## [PROBLEM TO WORK ON]
How many lines in the rows below contain the string "headwrap", where case counts? Give only the number.

## [RECORDS SHOWN]

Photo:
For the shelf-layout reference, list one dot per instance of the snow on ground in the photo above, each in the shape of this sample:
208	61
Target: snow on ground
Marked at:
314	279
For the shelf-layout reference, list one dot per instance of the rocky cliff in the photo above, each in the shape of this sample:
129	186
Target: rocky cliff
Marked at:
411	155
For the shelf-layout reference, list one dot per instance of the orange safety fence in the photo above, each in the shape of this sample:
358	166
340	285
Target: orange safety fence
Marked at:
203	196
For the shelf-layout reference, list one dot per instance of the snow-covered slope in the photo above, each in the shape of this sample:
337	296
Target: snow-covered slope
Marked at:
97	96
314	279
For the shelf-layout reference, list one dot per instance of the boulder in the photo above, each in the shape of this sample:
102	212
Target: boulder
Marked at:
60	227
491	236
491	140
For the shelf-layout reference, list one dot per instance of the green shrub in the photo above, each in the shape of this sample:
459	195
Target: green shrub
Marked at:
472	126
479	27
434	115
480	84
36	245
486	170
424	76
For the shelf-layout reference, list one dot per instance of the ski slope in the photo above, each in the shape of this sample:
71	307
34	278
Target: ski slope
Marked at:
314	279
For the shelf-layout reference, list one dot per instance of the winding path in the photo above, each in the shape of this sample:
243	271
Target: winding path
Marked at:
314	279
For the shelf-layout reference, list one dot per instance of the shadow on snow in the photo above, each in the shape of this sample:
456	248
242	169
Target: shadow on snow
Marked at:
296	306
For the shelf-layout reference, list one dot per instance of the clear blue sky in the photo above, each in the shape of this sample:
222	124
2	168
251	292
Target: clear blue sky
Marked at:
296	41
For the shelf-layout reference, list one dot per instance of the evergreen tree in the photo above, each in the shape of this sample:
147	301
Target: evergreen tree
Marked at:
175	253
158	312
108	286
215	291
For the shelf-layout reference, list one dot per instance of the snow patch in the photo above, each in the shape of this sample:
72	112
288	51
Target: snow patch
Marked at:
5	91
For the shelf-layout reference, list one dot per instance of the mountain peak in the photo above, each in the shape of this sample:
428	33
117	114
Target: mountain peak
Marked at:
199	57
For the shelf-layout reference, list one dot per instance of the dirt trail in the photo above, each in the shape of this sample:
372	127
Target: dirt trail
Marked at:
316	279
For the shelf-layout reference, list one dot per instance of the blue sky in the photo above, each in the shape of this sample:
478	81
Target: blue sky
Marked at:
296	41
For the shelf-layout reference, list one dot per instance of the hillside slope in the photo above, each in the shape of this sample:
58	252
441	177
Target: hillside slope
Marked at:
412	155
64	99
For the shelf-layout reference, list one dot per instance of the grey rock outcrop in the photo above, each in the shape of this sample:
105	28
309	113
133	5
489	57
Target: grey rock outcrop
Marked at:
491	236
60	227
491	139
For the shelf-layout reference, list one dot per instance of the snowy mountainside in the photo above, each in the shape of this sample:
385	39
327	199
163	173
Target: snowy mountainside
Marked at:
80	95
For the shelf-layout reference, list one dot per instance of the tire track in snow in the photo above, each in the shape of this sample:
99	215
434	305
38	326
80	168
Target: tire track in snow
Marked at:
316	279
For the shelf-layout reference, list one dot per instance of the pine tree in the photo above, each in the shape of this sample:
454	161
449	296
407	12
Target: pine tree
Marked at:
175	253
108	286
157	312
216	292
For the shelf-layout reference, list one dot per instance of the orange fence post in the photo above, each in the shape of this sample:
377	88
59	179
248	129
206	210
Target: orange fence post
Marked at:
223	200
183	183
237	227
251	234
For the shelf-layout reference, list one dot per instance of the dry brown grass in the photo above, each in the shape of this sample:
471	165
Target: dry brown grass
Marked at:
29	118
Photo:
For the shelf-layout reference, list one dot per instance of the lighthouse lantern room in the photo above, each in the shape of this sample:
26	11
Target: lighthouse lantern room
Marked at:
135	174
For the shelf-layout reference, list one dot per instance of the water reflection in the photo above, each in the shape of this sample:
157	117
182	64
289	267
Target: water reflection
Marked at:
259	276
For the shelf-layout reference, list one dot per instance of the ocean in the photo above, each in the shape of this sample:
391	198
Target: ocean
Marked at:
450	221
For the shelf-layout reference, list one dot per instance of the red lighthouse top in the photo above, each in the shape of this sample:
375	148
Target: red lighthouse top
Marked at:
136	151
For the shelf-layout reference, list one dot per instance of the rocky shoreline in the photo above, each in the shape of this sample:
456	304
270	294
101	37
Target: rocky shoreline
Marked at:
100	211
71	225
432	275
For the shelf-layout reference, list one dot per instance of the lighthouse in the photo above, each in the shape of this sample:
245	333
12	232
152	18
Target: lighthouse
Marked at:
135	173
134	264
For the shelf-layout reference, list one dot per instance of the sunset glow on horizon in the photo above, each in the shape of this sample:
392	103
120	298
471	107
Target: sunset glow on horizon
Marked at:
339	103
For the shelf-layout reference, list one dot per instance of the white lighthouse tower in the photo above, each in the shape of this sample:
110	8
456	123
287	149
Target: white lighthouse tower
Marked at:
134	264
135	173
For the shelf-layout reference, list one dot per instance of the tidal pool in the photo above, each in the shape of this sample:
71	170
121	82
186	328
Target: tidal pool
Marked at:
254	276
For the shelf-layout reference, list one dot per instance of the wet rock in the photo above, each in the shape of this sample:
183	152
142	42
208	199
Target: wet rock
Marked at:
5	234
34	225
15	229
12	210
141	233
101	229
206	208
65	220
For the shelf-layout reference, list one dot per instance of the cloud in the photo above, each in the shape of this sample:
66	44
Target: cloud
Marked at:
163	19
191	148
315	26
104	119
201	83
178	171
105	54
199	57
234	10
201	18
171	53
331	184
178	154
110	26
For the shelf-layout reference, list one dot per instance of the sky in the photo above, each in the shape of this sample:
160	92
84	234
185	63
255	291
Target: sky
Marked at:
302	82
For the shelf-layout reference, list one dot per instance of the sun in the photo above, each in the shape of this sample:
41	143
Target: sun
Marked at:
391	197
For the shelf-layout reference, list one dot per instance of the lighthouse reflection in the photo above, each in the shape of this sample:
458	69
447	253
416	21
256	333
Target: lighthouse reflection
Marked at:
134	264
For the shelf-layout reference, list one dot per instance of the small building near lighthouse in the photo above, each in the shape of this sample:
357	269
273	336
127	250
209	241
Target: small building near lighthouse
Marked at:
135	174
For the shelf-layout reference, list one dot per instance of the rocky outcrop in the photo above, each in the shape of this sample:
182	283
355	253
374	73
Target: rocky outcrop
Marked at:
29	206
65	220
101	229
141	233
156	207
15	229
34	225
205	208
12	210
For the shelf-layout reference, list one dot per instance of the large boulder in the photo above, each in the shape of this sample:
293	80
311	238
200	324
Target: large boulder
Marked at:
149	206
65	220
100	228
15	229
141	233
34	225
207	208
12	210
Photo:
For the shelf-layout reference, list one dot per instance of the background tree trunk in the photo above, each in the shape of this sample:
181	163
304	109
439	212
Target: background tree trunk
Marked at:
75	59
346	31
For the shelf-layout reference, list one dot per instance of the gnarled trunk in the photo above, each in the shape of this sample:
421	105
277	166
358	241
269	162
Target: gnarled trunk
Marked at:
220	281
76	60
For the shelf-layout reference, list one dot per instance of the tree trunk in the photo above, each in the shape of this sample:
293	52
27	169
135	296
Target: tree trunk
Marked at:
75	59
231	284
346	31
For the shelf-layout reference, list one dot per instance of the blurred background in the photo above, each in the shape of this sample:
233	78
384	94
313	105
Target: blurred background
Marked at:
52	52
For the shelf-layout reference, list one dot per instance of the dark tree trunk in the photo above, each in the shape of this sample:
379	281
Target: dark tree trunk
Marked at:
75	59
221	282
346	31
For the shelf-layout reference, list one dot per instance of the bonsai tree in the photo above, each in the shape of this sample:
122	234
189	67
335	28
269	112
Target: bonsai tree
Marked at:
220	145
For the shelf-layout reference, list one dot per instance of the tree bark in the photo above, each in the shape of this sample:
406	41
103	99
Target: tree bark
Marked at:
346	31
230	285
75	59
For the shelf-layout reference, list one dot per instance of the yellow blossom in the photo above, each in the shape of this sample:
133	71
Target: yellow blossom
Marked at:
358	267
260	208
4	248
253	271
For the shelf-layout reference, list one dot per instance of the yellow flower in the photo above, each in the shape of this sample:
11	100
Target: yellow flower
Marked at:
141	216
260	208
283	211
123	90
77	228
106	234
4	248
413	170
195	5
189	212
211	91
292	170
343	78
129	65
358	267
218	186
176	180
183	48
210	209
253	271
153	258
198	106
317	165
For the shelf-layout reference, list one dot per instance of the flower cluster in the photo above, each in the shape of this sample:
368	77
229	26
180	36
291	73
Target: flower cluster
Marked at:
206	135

...

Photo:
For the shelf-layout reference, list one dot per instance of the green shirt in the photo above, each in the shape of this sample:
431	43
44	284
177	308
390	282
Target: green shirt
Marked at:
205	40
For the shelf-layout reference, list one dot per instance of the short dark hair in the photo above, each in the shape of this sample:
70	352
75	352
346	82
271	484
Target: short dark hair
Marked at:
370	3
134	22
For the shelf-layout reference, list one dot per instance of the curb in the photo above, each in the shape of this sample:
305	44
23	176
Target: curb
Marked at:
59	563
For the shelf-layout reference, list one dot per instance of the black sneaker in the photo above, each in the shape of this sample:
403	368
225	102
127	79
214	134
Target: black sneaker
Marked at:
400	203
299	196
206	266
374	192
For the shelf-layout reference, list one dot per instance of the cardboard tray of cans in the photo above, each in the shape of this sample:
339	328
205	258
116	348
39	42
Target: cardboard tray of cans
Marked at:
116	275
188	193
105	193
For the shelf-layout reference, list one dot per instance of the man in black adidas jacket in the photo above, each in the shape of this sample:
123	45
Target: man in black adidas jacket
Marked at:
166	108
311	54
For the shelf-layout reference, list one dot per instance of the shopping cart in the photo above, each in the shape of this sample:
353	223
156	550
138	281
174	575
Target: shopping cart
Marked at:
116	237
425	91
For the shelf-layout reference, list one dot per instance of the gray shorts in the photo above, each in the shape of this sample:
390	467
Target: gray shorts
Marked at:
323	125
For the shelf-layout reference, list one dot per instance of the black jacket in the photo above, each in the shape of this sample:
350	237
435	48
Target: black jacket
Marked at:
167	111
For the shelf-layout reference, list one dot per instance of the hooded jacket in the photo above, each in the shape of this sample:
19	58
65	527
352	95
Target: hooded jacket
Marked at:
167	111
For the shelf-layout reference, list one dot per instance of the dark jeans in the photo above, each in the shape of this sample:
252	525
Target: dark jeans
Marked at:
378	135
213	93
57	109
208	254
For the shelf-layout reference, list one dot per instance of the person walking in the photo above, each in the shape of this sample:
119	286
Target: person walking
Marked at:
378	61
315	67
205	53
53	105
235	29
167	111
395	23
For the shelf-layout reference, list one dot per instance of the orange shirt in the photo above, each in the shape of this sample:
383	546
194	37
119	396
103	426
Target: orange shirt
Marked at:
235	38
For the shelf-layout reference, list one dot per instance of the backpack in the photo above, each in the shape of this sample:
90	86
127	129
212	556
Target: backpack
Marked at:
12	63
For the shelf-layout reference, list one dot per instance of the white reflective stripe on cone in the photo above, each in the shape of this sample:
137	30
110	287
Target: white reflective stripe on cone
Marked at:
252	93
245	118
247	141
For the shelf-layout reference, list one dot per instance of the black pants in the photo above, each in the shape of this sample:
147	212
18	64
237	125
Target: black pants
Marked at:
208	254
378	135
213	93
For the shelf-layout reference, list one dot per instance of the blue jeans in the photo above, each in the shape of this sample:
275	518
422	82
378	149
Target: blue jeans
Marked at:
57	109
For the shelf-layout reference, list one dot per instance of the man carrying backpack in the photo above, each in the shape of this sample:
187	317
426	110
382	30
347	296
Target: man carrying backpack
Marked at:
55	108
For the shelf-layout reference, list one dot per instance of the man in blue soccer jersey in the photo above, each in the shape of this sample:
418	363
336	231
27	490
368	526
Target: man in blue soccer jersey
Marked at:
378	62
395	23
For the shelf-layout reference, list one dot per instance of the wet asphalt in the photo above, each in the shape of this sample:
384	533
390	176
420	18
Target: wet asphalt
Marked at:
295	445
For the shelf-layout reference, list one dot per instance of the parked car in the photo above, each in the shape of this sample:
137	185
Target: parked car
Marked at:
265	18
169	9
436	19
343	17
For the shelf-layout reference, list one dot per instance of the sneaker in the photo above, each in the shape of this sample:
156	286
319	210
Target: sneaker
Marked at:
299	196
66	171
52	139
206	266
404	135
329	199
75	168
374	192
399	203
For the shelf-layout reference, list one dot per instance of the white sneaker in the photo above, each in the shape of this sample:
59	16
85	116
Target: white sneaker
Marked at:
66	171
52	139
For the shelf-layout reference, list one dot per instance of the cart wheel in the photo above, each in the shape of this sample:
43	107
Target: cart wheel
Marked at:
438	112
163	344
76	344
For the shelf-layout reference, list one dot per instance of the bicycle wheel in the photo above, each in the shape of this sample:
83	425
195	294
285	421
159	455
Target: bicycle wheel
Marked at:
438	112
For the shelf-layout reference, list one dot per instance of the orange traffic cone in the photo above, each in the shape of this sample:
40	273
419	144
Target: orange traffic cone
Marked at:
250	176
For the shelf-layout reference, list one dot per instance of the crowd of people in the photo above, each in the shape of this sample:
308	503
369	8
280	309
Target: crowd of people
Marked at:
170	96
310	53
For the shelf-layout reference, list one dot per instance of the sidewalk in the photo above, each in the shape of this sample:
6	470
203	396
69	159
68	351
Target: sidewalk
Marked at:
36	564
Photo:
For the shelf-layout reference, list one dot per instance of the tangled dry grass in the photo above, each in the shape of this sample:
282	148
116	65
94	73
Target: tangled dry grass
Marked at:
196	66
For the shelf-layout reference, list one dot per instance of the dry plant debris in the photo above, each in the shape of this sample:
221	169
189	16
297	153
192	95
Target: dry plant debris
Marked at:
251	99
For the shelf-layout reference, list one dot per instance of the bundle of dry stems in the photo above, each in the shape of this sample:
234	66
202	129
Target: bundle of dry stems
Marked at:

---

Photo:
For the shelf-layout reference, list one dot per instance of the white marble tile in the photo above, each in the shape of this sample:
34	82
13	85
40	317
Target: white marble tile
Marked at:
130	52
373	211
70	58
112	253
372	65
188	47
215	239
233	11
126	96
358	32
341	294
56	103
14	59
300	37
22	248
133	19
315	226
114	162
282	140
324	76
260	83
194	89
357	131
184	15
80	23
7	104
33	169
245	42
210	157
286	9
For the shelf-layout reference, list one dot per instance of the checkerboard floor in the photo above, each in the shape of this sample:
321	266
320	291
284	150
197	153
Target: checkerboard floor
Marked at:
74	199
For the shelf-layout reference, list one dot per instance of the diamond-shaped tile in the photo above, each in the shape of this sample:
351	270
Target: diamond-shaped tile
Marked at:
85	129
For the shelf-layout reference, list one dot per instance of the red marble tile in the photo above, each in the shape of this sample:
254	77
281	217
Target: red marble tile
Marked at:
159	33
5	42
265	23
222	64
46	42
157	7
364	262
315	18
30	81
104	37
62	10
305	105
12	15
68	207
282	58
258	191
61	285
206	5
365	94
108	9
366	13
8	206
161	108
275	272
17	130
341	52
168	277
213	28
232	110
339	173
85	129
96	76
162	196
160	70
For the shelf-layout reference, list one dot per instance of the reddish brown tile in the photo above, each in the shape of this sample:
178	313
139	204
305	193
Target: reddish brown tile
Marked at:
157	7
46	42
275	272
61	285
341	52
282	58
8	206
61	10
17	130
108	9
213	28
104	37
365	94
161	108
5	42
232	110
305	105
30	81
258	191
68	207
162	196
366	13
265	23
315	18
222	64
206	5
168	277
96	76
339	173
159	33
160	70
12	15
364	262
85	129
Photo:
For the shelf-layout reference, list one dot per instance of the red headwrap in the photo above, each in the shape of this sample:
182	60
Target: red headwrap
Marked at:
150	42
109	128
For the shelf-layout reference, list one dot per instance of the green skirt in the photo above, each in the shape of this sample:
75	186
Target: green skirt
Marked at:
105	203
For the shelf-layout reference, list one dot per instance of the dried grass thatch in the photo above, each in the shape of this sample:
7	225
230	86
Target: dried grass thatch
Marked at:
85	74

## [SOLUTION FOR THIS EXERCISE]
2